Written problem | Reproduce each record exactly.
Start of Record excerpts
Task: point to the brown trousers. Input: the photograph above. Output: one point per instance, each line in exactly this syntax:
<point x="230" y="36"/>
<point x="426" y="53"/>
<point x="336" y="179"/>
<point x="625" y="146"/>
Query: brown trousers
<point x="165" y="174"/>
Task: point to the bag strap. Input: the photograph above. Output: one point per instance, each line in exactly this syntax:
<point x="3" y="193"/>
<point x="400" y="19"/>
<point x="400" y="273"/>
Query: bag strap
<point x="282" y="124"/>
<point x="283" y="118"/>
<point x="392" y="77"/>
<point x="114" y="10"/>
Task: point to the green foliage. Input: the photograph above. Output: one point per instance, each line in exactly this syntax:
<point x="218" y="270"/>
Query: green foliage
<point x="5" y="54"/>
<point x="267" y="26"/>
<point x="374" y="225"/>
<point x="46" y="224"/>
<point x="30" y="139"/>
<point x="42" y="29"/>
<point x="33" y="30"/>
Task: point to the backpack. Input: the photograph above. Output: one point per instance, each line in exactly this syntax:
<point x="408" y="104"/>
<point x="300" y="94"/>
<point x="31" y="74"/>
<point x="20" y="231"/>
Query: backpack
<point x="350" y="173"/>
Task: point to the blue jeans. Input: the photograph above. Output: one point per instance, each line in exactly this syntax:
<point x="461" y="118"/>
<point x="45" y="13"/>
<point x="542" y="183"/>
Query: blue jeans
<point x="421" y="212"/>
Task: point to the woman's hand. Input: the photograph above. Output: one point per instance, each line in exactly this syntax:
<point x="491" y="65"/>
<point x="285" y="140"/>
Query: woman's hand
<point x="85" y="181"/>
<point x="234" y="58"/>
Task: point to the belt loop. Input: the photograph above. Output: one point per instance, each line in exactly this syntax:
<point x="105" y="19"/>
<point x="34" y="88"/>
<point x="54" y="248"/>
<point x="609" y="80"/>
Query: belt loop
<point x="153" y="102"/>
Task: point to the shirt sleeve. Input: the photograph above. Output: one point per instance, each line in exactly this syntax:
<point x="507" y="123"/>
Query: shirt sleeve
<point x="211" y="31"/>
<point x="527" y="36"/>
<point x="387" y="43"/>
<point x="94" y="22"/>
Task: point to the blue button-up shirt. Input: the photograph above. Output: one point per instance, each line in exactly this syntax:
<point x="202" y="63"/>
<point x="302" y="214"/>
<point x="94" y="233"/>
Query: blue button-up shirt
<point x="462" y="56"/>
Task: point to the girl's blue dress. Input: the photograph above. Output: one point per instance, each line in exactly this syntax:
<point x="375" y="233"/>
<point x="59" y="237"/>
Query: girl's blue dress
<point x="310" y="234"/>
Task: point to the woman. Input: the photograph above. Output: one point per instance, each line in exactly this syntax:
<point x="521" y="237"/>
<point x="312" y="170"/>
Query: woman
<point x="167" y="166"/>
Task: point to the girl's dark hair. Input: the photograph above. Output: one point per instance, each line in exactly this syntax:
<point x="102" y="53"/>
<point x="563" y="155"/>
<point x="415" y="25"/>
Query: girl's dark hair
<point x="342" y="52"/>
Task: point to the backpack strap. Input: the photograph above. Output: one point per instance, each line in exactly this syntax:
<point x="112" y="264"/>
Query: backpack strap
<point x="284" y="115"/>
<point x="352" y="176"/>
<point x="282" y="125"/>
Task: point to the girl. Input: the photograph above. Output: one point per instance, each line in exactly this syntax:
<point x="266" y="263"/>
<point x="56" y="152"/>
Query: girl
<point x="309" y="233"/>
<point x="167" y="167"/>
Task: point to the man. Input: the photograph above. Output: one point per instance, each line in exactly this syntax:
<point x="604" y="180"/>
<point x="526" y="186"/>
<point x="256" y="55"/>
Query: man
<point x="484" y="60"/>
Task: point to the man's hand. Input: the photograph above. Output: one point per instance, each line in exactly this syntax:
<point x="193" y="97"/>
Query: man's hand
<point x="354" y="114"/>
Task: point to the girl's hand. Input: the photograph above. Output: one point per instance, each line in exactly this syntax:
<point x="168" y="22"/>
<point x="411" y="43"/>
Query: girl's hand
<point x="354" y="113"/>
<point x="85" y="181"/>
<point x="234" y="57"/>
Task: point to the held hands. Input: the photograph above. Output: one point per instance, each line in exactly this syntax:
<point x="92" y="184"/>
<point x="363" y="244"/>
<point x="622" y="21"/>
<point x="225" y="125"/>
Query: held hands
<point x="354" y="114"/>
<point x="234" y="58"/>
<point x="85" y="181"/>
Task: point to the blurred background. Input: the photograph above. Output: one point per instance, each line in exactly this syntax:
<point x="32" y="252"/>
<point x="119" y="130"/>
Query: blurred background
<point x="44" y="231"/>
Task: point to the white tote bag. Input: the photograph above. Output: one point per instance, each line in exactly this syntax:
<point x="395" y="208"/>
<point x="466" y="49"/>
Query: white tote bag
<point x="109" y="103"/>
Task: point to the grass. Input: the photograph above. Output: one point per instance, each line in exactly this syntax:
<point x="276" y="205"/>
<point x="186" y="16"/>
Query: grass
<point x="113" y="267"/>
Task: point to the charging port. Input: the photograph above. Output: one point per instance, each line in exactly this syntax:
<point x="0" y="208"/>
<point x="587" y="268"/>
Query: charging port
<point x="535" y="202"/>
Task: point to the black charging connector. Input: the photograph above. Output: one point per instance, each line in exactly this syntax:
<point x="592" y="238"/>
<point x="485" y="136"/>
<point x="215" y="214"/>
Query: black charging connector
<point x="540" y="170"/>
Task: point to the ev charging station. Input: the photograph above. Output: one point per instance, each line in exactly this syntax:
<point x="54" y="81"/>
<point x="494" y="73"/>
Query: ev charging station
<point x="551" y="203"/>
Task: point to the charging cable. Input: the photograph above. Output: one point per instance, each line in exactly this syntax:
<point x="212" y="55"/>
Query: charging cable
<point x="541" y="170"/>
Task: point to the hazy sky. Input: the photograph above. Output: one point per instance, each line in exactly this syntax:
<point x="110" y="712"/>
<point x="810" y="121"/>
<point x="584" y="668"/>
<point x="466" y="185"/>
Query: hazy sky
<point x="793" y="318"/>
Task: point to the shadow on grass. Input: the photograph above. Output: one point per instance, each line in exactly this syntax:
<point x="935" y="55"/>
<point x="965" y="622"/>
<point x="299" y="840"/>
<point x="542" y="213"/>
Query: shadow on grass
End of Record excerpts
Answer to the problem |
Task: point to the brown trousers. Input: the photograph above. Output: one point per instance, each line in exactly this syntax:
<point x="230" y="36"/>
<point x="426" y="53"/>
<point x="336" y="179"/>
<point x="625" y="146"/>
Query: brown trousers
<point x="165" y="174"/>
Task: point to the bag strap. Input: the photograph above. Output: one point per instance, each line in exactly this syntax:
<point x="3" y="193"/>
<point x="400" y="19"/>
<point x="400" y="273"/>
Query: bag strap
<point x="282" y="124"/>
<point x="283" y="118"/>
<point x="392" y="77"/>
<point x="114" y="10"/>
Task: point to the green foliage. Input: the photograph above. Output: one point per instance, each line in exactly this syntax:
<point x="218" y="270"/>
Query: green foliage
<point x="5" y="54"/>
<point x="267" y="26"/>
<point x="374" y="225"/>
<point x="46" y="224"/>
<point x="30" y="139"/>
<point x="42" y="29"/>
<point x="33" y="30"/>
Task: point to the backpack. Input: the photograph above. Output: one point per instance, each line in exactly this syntax:
<point x="408" y="104"/>
<point x="300" y="94"/>
<point x="31" y="74"/>
<point x="20" y="231"/>
Query: backpack
<point x="350" y="173"/>
Task: point to the blue jeans. Input: the photograph above. Output: one point per instance, each line in exactly this syntax:
<point x="461" y="118"/>
<point x="45" y="13"/>
<point x="542" y="183"/>
Query: blue jeans
<point x="421" y="212"/>
Task: point to the woman's hand. Input: the photograph above. Output: one point per instance, each line in exactly this syntax:
<point x="491" y="65"/>
<point x="285" y="140"/>
Query: woman's hand
<point x="85" y="181"/>
<point x="234" y="58"/>
Task: point to the belt loop. Input: the photograph above. Output: one point per instance, each line in exactly this syntax:
<point x="105" y="19"/>
<point x="34" y="88"/>
<point x="54" y="248"/>
<point x="609" y="80"/>
Query: belt loop
<point x="153" y="102"/>
Task: point to the shirt sleeve. Input: the photograph above. Output: one point per instance, each line in exactly this syntax:
<point x="507" y="123"/>
Query: shirt sleeve
<point x="211" y="31"/>
<point x="527" y="36"/>
<point x="387" y="43"/>
<point x="94" y="22"/>
Task: point to the blue button-up shirt. Input: the photograph above. Output: one point per instance, each line in exactly this syntax:
<point x="202" y="63"/>
<point x="302" y="214"/>
<point x="94" y="233"/>
Query: blue button-up shirt
<point x="462" y="56"/>
Task: point to the girl's blue dress. Input: the photograph above. Output: one point per instance, each line in exactly this syntax:
<point x="375" y="233"/>
<point x="59" y="237"/>
Query: girl's blue dress
<point x="310" y="234"/>
Task: point to the woman. Input: the photograph above. Output: one point per instance, each line in exactly this syntax:
<point x="521" y="237"/>
<point x="312" y="170"/>
Query: woman
<point x="167" y="166"/>
Task: point to the girl's dark hair. Input: the photograph above. Output: one point per instance, each line in exactly this syntax:
<point x="102" y="53"/>
<point x="563" y="155"/>
<point x="415" y="25"/>
Query: girl's dark hair
<point x="342" y="52"/>
Task: point to the backpack strap. Input: the photograph above. Output: one point per instance, each line in exactly this syntax:
<point x="112" y="264"/>
Query: backpack strap
<point x="284" y="115"/>
<point x="352" y="176"/>
<point x="282" y="125"/>
Task: point to the girl. Input: the photograph above. Output: one point per instance, each line in exactly this syntax:
<point x="266" y="263"/>
<point x="56" y="152"/>
Query: girl
<point x="309" y="233"/>
<point x="167" y="167"/>
Task: point to the man. Input: the photograph above. Output: one point per instance, each line in exactly this syntax:
<point x="604" y="180"/>
<point x="526" y="186"/>
<point x="256" y="55"/>
Query: man
<point x="484" y="60"/>
Task: point to the man's hand. Input: the photograph above. Output: one point per instance, each line in exactly this syntax:
<point x="193" y="97"/>
Query: man's hand
<point x="354" y="114"/>
Task: point to the girl's hand. Input: the photograph above. Output: one point per instance, each line in exactly this syntax:
<point x="168" y="22"/>
<point x="411" y="43"/>
Query: girl's hand
<point x="354" y="113"/>
<point x="85" y="181"/>
<point x="234" y="57"/>
Task: point to the held hands. Input: the photograph above. Output: one point per instance, each line in exactly this syntax:
<point x="92" y="184"/>
<point x="363" y="244"/>
<point x="622" y="21"/>
<point x="225" y="125"/>
Query: held hands
<point x="354" y="114"/>
<point x="234" y="58"/>
<point x="85" y="181"/>
Task: point to the blurred background. Input: the photograph above. Output: one point per instance, each line in exactly this syntax:
<point x="32" y="252"/>
<point x="119" y="130"/>
Query: blurred background
<point x="44" y="231"/>
Task: point to the white tote bag. Input: the photograph above. Output: one point per instance, each line in exactly this syntax:
<point x="395" y="208"/>
<point x="466" y="49"/>
Query: white tote bag
<point x="109" y="103"/>
Task: point to the grass. Input: the photograph above. Output: one point per instance, each line in exactly this syntax:
<point x="276" y="205"/>
<point x="186" y="16"/>
Query: grass
<point x="113" y="267"/>
Task: point to the charging port. Input: the photograph above. Output: one point per instance, each line in exactly this syntax:
<point x="0" y="208"/>
<point x="587" y="268"/>
Query: charging port
<point x="535" y="202"/>
Task: point to the black charging connector. Input: the photograph above. Output: one point per instance, each line in exactly this syntax:
<point x="592" y="238"/>
<point x="485" y="136"/>
<point x="215" y="214"/>
Query: black charging connector
<point x="540" y="170"/>
Task: point to the ev charging station. Input: the photograph above. Output: one point per instance, each line in exactly this syntax:
<point x="54" y="81"/>
<point x="494" y="73"/>
Query: ev charging station
<point x="551" y="203"/>
Task: point to the charging cable. Input: the photograph above. Output: one point per instance, each line in exactly this syntax:
<point x="212" y="55"/>
Query: charging cable
<point x="541" y="170"/>
Task: point to the hazy sky. Input: the photograph above. Output: one point per instance, each line in exactly this syntax:
<point x="110" y="712"/>
<point x="810" y="121"/>
<point x="584" y="668"/>
<point x="466" y="185"/>
Query: hazy sky
<point x="793" y="318"/>
Task: point to the shadow on grass. Input: the photograph above. Output: one point per instance, each line in exactly this syntax:
<point x="935" y="55"/>
<point x="965" y="622"/>
<point x="299" y="840"/>
<point x="542" y="213"/>
Query: shadow on grass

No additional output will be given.